* START *

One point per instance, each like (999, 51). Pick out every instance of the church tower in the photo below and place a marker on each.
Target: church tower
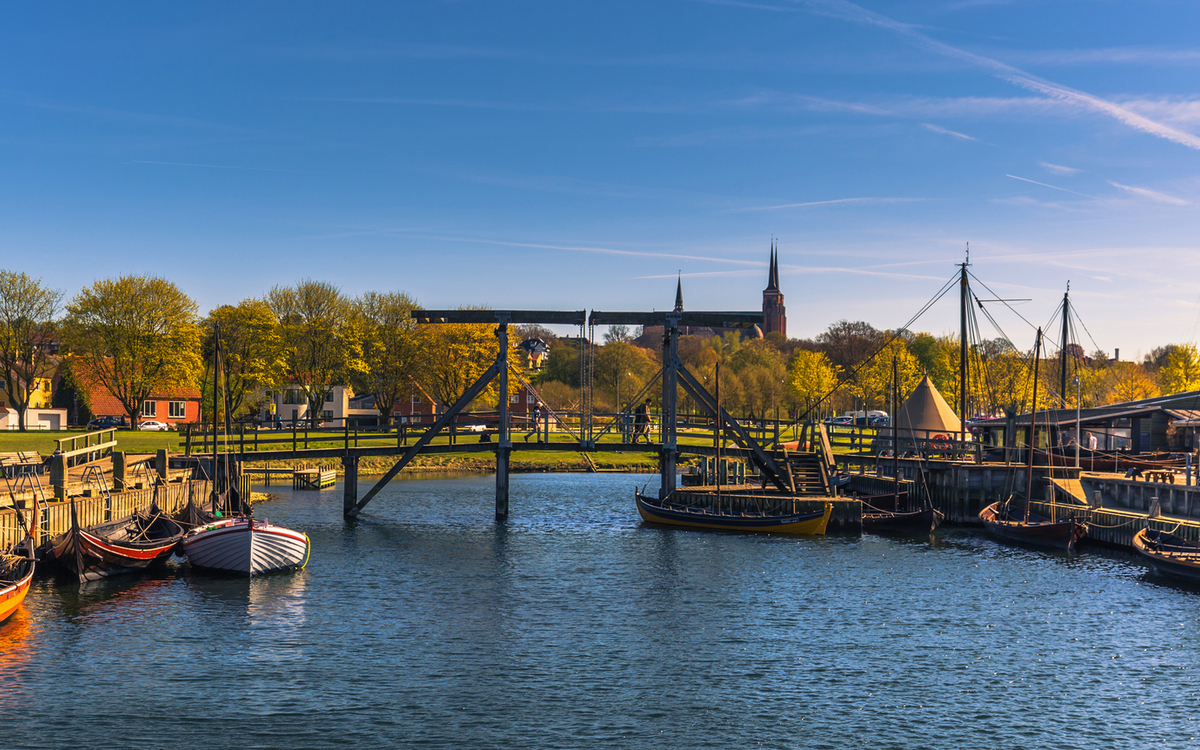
(774, 316)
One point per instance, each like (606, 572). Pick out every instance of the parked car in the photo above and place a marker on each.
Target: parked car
(107, 423)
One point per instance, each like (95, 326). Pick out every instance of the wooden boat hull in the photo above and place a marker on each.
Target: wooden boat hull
(1169, 555)
(808, 523)
(915, 521)
(1037, 532)
(246, 547)
(15, 587)
(97, 552)
(1097, 461)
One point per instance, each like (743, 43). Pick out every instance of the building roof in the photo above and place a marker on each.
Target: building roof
(1175, 406)
(101, 402)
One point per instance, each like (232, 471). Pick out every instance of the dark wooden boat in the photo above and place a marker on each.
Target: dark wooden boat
(1098, 461)
(880, 521)
(1169, 555)
(1030, 528)
(1025, 527)
(120, 546)
(670, 514)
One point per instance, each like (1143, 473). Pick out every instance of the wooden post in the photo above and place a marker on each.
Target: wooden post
(351, 489)
(503, 443)
(120, 472)
(59, 477)
(670, 391)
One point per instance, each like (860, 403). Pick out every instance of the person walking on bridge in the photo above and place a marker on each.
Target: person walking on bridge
(642, 421)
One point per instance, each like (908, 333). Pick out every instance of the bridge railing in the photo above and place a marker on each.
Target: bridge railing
(471, 427)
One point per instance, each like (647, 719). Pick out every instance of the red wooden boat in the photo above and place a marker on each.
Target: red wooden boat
(120, 546)
(17, 570)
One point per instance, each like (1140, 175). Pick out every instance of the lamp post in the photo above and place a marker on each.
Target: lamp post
(1078, 433)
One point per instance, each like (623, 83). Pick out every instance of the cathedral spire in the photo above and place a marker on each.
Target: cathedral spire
(773, 275)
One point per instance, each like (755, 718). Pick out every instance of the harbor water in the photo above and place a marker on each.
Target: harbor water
(573, 625)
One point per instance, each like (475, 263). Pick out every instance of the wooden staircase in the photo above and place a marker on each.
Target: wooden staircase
(809, 473)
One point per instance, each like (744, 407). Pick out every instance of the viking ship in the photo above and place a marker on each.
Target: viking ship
(1005, 521)
(1169, 555)
(17, 569)
(237, 543)
(111, 549)
(690, 516)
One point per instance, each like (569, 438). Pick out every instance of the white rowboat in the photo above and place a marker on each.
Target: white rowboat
(246, 547)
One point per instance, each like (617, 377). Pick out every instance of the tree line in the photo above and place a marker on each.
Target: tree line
(139, 336)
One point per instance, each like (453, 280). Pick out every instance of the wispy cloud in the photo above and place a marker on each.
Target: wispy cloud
(855, 13)
(139, 161)
(909, 107)
(1045, 185)
(943, 131)
(1116, 55)
(819, 203)
(1151, 193)
(401, 51)
(1060, 169)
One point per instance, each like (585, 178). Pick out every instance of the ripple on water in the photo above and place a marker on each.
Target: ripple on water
(573, 625)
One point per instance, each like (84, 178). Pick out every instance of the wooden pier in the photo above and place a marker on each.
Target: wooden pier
(313, 478)
(57, 515)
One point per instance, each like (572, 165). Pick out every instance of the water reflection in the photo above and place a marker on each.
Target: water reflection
(574, 625)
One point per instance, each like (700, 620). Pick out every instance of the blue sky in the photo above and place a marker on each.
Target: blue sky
(555, 155)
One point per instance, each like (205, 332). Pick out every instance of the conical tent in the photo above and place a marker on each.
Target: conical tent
(927, 411)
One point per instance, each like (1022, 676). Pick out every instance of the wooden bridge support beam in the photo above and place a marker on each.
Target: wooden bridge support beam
(504, 442)
(351, 486)
(120, 472)
(59, 477)
(670, 403)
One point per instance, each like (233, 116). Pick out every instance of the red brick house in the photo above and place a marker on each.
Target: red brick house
(172, 407)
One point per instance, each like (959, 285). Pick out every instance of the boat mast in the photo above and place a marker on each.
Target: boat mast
(964, 363)
(895, 442)
(1033, 432)
(1062, 349)
(216, 367)
(719, 436)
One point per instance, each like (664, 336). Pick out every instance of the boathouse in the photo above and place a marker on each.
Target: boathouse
(1132, 426)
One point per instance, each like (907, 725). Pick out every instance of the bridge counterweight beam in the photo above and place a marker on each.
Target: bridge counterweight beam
(351, 489)
(503, 443)
(670, 391)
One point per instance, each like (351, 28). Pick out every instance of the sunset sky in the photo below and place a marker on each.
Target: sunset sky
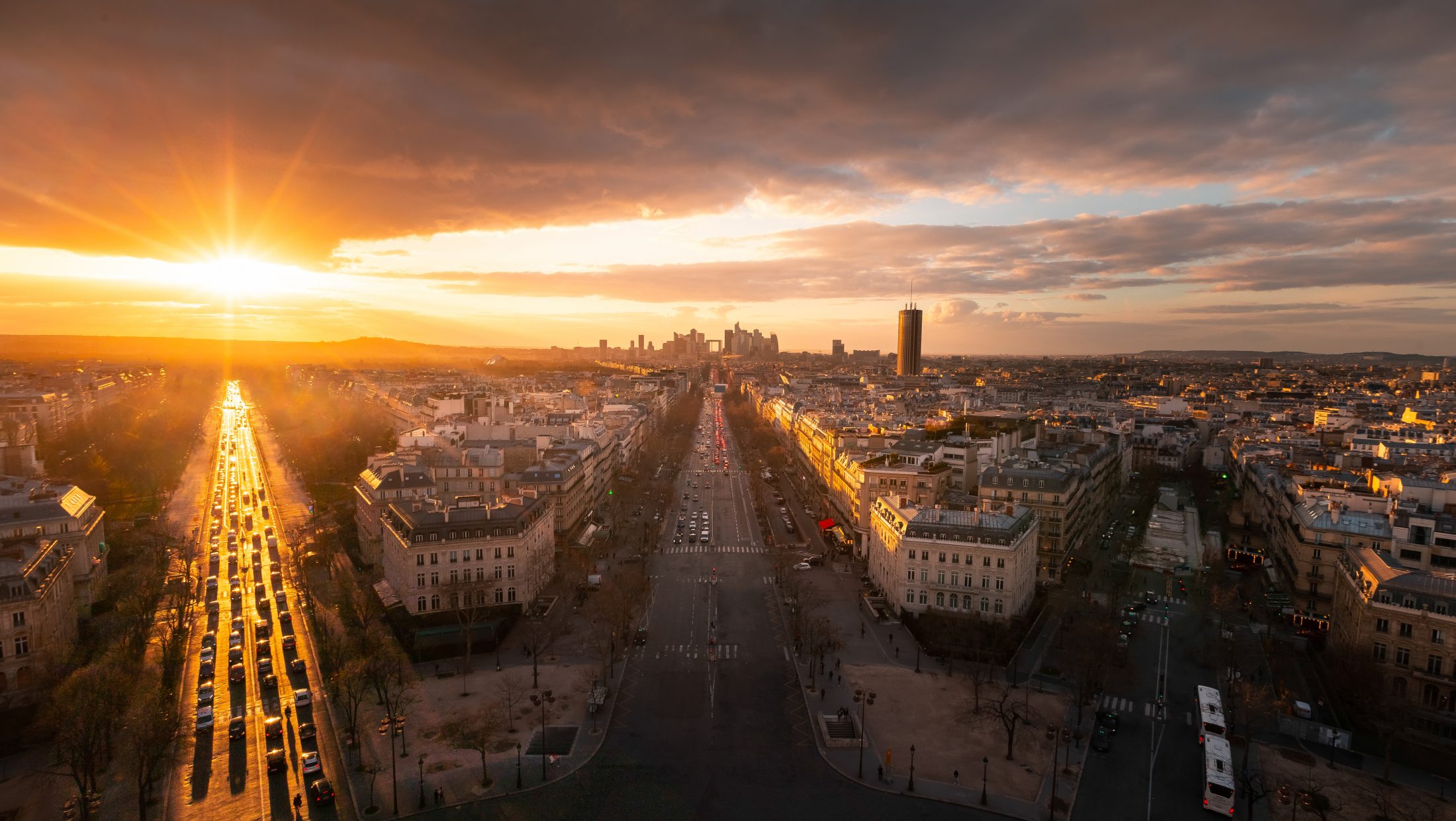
(1056, 178)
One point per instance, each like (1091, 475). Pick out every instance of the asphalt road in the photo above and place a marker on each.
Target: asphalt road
(223, 778)
(709, 721)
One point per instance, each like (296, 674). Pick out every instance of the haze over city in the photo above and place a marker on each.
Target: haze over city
(1053, 177)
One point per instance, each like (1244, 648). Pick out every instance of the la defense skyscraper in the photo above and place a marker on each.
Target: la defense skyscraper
(909, 348)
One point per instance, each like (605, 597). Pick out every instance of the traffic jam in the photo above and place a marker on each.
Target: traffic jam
(267, 685)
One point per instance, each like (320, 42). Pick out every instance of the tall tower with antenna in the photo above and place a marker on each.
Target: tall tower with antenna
(909, 341)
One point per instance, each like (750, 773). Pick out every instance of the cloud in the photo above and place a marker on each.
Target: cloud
(952, 311)
(1253, 246)
(126, 126)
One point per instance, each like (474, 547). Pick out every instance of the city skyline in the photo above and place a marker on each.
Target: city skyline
(1241, 179)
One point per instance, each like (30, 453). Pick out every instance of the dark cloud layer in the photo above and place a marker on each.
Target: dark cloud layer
(122, 126)
(1257, 246)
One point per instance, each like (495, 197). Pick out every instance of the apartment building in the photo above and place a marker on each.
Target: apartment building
(32, 508)
(37, 613)
(1406, 619)
(980, 561)
(497, 552)
(388, 479)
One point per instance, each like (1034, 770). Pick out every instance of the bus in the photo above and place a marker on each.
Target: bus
(1210, 714)
(1218, 775)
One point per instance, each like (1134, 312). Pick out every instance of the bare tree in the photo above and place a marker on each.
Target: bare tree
(152, 727)
(510, 691)
(471, 603)
(1005, 709)
(351, 686)
(478, 730)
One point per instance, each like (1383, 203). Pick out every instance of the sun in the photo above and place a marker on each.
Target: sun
(241, 277)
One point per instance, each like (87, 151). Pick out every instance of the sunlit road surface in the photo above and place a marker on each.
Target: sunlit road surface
(244, 552)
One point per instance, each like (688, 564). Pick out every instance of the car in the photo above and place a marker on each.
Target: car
(1109, 721)
(321, 793)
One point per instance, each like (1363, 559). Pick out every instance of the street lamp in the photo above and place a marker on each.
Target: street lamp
(541, 699)
(986, 765)
(862, 698)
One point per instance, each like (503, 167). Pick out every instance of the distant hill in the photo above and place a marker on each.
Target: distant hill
(363, 351)
(1302, 356)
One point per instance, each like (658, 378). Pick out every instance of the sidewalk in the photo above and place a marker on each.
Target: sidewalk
(871, 657)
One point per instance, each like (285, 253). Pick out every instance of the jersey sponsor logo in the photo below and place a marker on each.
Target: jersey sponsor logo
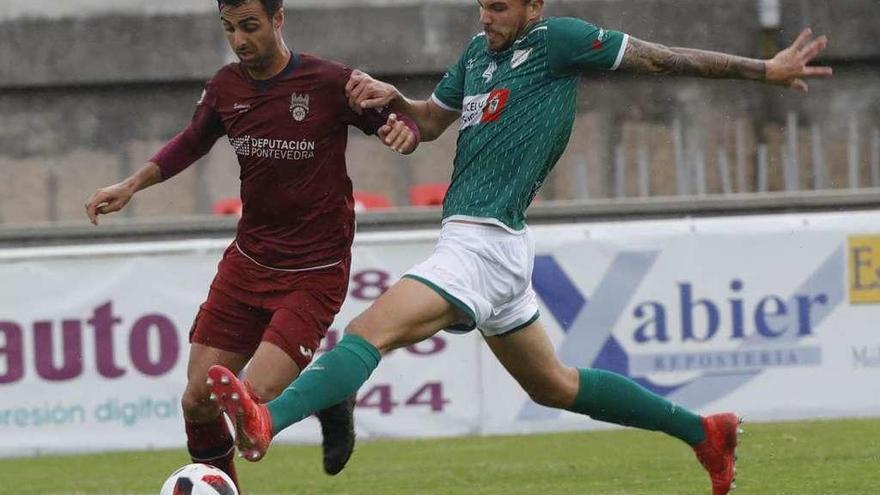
(299, 107)
(484, 108)
(519, 58)
(278, 149)
(490, 71)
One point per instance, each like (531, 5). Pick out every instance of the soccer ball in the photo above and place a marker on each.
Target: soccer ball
(198, 479)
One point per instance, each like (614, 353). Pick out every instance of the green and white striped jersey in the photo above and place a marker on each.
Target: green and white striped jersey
(517, 110)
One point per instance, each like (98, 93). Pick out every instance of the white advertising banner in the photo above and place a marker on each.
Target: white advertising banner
(774, 317)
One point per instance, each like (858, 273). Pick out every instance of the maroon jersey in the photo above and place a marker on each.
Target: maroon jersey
(290, 133)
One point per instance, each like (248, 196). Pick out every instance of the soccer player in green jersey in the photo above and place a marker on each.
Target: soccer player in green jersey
(514, 89)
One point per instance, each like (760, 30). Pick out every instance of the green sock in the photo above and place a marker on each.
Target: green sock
(329, 381)
(614, 398)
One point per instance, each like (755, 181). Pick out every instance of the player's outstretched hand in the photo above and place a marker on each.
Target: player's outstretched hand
(789, 67)
(365, 92)
(398, 136)
(108, 200)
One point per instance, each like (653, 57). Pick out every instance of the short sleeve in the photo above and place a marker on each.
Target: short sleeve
(449, 93)
(578, 46)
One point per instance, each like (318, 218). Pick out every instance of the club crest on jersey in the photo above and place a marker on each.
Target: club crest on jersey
(519, 58)
(484, 108)
(490, 72)
(299, 107)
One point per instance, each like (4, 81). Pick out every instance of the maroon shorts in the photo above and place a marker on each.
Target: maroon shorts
(248, 304)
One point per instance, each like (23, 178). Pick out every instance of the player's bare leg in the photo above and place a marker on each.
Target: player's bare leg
(407, 313)
(529, 357)
(209, 440)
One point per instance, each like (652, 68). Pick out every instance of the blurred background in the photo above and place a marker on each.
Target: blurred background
(90, 89)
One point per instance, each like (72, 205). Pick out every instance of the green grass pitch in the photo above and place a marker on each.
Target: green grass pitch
(821, 458)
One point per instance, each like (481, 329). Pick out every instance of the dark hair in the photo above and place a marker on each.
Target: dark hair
(270, 6)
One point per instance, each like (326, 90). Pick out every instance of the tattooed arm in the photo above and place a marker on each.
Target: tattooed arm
(787, 68)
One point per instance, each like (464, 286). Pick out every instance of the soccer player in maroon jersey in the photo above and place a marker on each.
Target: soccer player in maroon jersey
(284, 278)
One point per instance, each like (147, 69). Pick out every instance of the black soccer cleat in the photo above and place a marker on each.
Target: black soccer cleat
(337, 426)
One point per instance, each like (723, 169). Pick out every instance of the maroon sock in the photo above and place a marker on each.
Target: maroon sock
(212, 443)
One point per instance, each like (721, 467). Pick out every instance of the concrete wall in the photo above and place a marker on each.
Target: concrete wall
(85, 98)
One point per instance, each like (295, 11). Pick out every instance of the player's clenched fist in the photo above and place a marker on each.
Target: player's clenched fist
(365, 92)
(398, 136)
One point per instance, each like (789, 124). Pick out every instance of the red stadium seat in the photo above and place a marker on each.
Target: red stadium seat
(228, 206)
(427, 194)
(370, 201)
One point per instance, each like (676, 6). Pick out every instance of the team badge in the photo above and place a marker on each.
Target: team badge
(490, 72)
(299, 107)
(519, 58)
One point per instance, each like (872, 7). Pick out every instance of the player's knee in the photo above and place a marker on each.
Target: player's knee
(549, 397)
(557, 391)
(363, 327)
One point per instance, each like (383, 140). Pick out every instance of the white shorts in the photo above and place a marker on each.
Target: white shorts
(486, 272)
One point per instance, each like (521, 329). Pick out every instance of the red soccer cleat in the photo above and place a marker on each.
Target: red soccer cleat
(252, 421)
(717, 453)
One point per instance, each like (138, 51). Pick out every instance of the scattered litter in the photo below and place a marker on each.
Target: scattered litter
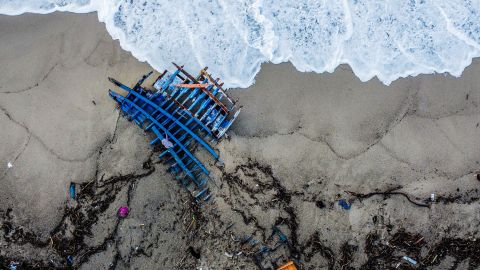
(69, 260)
(410, 260)
(288, 266)
(123, 211)
(419, 240)
(194, 253)
(13, 265)
(72, 190)
(344, 204)
(168, 144)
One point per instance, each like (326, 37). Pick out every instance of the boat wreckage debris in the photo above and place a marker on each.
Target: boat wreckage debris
(181, 112)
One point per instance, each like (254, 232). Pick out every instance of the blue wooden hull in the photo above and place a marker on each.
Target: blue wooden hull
(181, 112)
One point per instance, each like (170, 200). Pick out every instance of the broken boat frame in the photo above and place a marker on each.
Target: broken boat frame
(181, 111)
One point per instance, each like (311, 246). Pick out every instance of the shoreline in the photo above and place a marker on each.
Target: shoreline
(302, 142)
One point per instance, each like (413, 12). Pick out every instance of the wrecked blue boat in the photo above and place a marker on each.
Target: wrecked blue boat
(181, 112)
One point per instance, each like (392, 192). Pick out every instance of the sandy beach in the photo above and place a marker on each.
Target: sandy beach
(303, 142)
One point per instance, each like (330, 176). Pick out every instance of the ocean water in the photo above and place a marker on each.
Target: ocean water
(388, 39)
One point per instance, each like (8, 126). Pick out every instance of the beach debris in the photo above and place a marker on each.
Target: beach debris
(344, 204)
(166, 143)
(410, 260)
(13, 265)
(288, 266)
(69, 260)
(193, 252)
(123, 211)
(72, 190)
(182, 112)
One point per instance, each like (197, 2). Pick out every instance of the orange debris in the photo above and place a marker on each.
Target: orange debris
(288, 266)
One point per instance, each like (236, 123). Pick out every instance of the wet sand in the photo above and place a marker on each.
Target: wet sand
(303, 142)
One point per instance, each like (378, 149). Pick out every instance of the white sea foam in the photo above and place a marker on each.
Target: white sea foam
(388, 39)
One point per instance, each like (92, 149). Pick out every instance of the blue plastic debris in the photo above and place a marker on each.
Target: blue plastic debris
(72, 190)
(344, 204)
(181, 112)
(69, 260)
(410, 260)
(13, 265)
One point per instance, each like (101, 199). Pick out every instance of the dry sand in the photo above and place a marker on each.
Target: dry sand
(302, 142)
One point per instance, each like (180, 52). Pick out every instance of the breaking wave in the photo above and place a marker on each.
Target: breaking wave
(388, 39)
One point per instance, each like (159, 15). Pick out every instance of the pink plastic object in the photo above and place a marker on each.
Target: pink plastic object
(123, 211)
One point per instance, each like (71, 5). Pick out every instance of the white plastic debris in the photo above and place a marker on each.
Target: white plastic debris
(410, 260)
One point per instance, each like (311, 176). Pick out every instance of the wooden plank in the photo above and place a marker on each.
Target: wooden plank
(193, 85)
(215, 99)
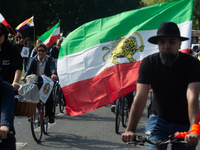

* END *

• **Task goal**:
Please find each line above containing the word "ship" and copy those lines out in full.

• **The answer**:
One point per instance, each like (744, 407). Pick out every instance of the viking ship in the photo above and place a marker on each.
Target: viking ship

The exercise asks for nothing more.